* [Task]
Print the data that follows exactly, leaving nothing out.

* [Data supplied]
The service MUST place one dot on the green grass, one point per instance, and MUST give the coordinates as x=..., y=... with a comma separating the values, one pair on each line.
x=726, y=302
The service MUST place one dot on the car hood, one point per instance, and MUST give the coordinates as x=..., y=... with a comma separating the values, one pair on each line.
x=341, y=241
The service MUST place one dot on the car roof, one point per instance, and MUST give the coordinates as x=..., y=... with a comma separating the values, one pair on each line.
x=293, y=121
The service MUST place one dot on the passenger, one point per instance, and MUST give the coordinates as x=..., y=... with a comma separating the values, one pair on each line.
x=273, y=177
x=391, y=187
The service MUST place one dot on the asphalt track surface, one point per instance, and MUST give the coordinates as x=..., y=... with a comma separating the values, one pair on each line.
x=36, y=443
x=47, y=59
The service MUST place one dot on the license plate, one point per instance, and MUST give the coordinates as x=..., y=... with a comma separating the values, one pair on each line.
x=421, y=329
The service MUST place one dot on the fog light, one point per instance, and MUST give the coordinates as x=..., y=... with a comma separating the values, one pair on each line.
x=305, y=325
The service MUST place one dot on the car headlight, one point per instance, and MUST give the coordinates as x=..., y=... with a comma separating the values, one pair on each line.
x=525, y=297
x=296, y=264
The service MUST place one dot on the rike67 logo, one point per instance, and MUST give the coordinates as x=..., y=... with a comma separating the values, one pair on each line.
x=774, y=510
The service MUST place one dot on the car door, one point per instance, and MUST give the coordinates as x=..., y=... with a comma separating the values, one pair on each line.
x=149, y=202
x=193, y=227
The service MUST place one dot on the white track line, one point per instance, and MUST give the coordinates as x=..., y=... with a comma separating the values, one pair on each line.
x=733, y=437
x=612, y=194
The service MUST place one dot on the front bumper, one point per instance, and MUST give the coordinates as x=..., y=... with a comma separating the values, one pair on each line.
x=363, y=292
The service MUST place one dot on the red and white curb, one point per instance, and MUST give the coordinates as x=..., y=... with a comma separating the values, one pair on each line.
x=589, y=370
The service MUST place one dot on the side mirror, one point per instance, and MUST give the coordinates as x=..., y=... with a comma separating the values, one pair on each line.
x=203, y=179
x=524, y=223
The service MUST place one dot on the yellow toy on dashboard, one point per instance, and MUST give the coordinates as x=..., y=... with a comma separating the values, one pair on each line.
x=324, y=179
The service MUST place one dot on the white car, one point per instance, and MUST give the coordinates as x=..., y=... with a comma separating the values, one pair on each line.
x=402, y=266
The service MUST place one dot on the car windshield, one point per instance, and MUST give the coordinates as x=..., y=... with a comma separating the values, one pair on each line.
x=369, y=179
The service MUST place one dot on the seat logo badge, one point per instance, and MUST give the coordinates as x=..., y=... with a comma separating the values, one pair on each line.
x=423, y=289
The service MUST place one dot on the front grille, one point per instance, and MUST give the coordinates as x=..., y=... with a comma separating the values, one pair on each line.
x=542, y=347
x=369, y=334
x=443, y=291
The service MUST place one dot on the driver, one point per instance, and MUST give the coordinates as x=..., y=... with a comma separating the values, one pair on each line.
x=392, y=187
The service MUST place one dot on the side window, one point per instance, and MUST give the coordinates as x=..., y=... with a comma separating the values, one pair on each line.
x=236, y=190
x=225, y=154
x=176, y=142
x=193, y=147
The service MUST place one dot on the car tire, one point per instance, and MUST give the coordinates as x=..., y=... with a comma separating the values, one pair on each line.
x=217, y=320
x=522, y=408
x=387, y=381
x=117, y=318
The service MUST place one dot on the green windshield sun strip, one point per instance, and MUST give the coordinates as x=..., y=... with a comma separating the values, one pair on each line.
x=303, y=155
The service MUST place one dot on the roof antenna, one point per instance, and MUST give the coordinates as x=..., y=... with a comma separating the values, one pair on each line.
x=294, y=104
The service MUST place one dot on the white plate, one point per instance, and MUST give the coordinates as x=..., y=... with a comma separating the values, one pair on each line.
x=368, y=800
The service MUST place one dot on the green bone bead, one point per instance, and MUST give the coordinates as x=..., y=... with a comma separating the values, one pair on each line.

* [Result of this exercise]
The service MUST place one dot on the green grass, one point per instance, and MUST give the coordinates as x=..., y=... with a comma separating the values, one pair on each line.
x=726, y=302
The service MUST place one dot on the car hood, one point per instance, and MUST give the coordinates as x=..., y=... with a comma separating the values, one pair on each line.
x=341, y=241
The service MUST place one dot on the car roof, one point per instance, and MUST give the coordinates as x=..., y=... with a comma separating the values, one pair on each line.
x=293, y=121
The service MUST place one dot on the passenger, one point per instance, and MUST give the coordinates as x=..., y=... with a comma separating the values, one pair on each line.
x=273, y=177
x=391, y=187
The service MUST place one dot on the asphalt track surface, one point per instance, and MUST give the coordinates as x=..., y=... with a comma separating the values, one pair on each line.
x=36, y=443
x=47, y=59
The service MUST place one dot on the license plate, one point per instance, and MUST give the coordinates as x=..., y=... with a comma separating the values, one pair on each line.
x=421, y=329
The service MUST place one dot on the fog light, one point per instance, and MUST give the coordinates as x=..., y=... with a comma separating the values, one pair on each line.
x=305, y=325
The service MUST place one dot on the car headlight, one point per instance, and MUST give the coordinates as x=..., y=... with a comma separating the values, one pair on each line.
x=525, y=297
x=296, y=264
The service MUST place one dot on the rike67 logo, one point per instance, and MUST give the coordinates as x=..., y=... with a comma separating the values, one pair on each line.
x=774, y=510
The service MUST place one dot on the car door, one point per instance, and MUST give the coordinates as x=..., y=... with a comma separating the values, one pair on each line.
x=149, y=202
x=193, y=227
The service MUST place one dot on the white track line, one point per instance, and MUST give the coordinates as x=..., y=... with a comma separating the values, one pair on each line.
x=733, y=437
x=612, y=194
The service MUST place one dot on the front bumper, one point per instance, and MUST give the coordinates as x=..., y=... with a comma separating the values, one pair on each line.
x=363, y=292
The service MUST place one dot on the red and white curb, one point per instance, and MUST give the coordinates as x=..., y=... with a comma separating the values, one pair on each line.
x=589, y=370
The service MUST place one dot on the side mirror, one point per instance, and MUST give the coordinates as x=..., y=... with a comma separating the values, one pair on each line.
x=203, y=179
x=524, y=223
The service MUST place one dot on the yellow toy on dashboard, one point per instance, and MUST give the coordinates as x=..., y=... with a comma separating the values, one pair on each line.
x=324, y=179
The service MUST place one dot on the white car, one point per instance, and MUST give the coordinates as x=..., y=... with a comma separating the values, one pair on each line.
x=402, y=266
The service MUST place one dot on the car windshield, one point per instance, and MUST give the coordinates as x=..., y=... with a comma separating the values, one pair on each line.
x=369, y=179
The service MUST place one dot on the seat logo badge, one point per instance, and MUST give the coordinates as x=..., y=... with a comma separating the values, one pair on each line.
x=423, y=289
The service MUST place one dot on the front grille, one point per instance, and MUST give the coordinates as x=..., y=... with a comma separating the values, one pair on each line.
x=542, y=347
x=369, y=334
x=443, y=291
The service MUST place one dot on the driver, one point per instance, and MUST give the coordinates as x=..., y=... with a comma separating the values, one pair on each line.
x=392, y=187
The service MUST place one dot on the side window, one point per instance, and MUST give the coordinates as x=..., y=... with a comma separating the values, one pair on each line.
x=236, y=190
x=225, y=154
x=176, y=142
x=193, y=147
The service MUST place one dot on the car tire, one point per instance, and MUST give the coordinates as x=..., y=... with a comma separating the values, one pair on each line.
x=217, y=320
x=522, y=408
x=387, y=381
x=117, y=318
The service MUST place one dot on the green windshield sun strip, one point per instance, and MUST give the coordinates as x=..., y=... with a comma separating the values, one pair on each line.
x=303, y=155
The service MUST place one dot on the roof antenna, one point per instance, and MUST give the coordinates as x=..., y=... with a comma separating the values, one pair on each line.
x=294, y=104
The service MUST place one dot on the white plate, one point per instance, and MUST give the coordinates as x=..., y=... with a comma separating the values, one pair on each line.
x=368, y=800
The service MUST place one dot on the green bone bead, one point per instance, and MUST give the coordinates as x=..., y=... with a comma separating the values, one pair on each line.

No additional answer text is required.